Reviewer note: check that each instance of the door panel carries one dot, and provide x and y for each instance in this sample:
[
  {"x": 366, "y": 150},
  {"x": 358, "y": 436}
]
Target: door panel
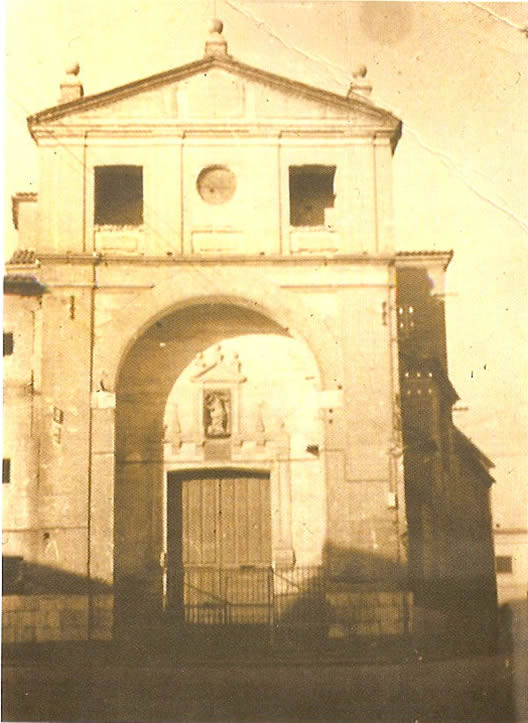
---
PROBLEM DESCRIPTION =>
Work out how many lines in the preceding data include the word "door". State only that number.

RESULT OF THIS EXERCISE =>
2